-- YOUR TASK --
Please return the full listing below without altering anything.

━━ INFORMATION SHOWN

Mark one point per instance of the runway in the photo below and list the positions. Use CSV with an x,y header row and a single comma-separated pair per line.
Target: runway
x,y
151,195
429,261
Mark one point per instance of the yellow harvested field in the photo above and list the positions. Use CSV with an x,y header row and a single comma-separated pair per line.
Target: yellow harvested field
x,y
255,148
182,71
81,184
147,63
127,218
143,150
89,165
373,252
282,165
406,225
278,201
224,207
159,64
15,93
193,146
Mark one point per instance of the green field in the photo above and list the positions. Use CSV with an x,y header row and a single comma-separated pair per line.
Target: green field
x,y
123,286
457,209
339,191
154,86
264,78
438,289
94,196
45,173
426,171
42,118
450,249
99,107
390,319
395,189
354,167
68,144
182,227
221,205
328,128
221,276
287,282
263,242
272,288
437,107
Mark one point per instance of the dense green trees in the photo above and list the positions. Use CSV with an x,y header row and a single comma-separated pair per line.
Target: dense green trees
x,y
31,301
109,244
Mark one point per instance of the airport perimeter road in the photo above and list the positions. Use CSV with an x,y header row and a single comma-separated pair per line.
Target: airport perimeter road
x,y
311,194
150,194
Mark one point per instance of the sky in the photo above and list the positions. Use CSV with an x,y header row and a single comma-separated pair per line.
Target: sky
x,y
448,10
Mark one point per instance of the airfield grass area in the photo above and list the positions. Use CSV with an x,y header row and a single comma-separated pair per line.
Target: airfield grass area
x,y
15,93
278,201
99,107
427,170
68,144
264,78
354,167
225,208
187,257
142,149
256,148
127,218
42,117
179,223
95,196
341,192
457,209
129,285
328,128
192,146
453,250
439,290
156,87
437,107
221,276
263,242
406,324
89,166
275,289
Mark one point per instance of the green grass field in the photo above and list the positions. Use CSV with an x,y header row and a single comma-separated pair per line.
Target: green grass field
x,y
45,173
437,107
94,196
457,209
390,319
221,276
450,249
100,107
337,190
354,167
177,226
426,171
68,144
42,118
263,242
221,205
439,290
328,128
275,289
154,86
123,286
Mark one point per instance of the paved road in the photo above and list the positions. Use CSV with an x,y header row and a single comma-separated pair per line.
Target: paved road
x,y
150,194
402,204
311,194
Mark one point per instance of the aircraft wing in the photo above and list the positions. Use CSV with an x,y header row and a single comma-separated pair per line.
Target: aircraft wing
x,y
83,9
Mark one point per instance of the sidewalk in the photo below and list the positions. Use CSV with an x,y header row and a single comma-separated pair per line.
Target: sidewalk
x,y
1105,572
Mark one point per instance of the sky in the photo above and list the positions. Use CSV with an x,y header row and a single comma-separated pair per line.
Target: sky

━━━━

-- SOLVED PROBLEM --
Mark one point per instance of the runway in the photo below and list the positions. Use CSV with an x,y header row and a single comma-separated pair per line.
Target: runway
x,y
151,195
429,261
Mark one point per instance of the yellow harvested field in the photo above and list the positions. Use CSV with an x,y header row and a single comma-separated pair per line.
Target: yellow harvested field
x,y
255,148
182,71
81,184
147,63
127,218
143,150
89,165
373,252
282,165
406,225
278,201
224,207
159,64
15,93
193,146
Mark one point per instance of the green field in the photo above and list the positions. Use CSV with an x,y header row and a single comma-separated pair per line.
Target: green field
x,y
123,286
457,209
339,191
154,86
264,78
438,289
94,196
45,173
426,171
42,118
450,249
99,107
390,319
395,189
354,167
68,144
182,227
221,205
328,128
221,276
287,282
263,242
272,288
437,107
Mark one point per instance of the dense green trees in the photo above and list the positions. Use CSV with an x,y header row and a single comma-separated pair per line.
Target: dense green trees
x,y
31,301
109,244
Mark one point per instance of the airport perimeter road in the photo above and list the positions. Use CSV with an x,y header row and a single comma-separated pair per line.
Target: airport perimeter road
x,y
311,194
150,194
Mark one point per instance of the sky in the photo above and list the positions. Use CSV with an x,y header row and a single comma-separated pair per line.
Target: sky
x,y
448,10
Mark one point per instance of the airfield grass area in the photo above and list the positions. Use CSV with an x,y header row and a single comma-separated pair per line.
Target: airfield grass area
x,y
15,93
278,201
99,107
427,170
68,144
264,78
354,167
225,208
187,257
142,149
256,148
127,218
42,117
179,223
95,196
341,192
457,209
129,285
328,128
192,146
453,250
439,290
156,87
437,107
221,276
263,242
406,324
89,166
275,289
Mark one point per instance of the green grass field in the photo above and list the positions. Use CSV with an x,y header row and a single comma-separated pair per line.
Target: green grass field
x,y
45,173
437,107
94,196
457,209
390,319
221,276
450,249
100,107
337,190
354,167
177,226
426,171
68,144
42,118
263,242
221,205
439,290
328,128
275,289
154,86
123,286
Mark one point per instance of the paved road in the photo above and list the positions. Use CSV with an x,y header row and a single comma-separated pair per line.
Target: paved road
x,y
150,194
402,204
311,194
Mark one point per instance of the aircraft wing in the photo above and list the positions. Use CSV with an x,y header row and a single comma-separated pair per line.
Target: aircraft wing
x,y
83,9
Mark one point per instance of the sidewalk in the photo below and list the positions. Use CSV with an x,y header row and a single comma-separated pair per line.
Target: sidewalk
x,y
1105,572
Mark one point per instance of the sky in the photo above and list the positions. Use CSV with an x,y header row and a single comma-separated pair per line.
Target: sky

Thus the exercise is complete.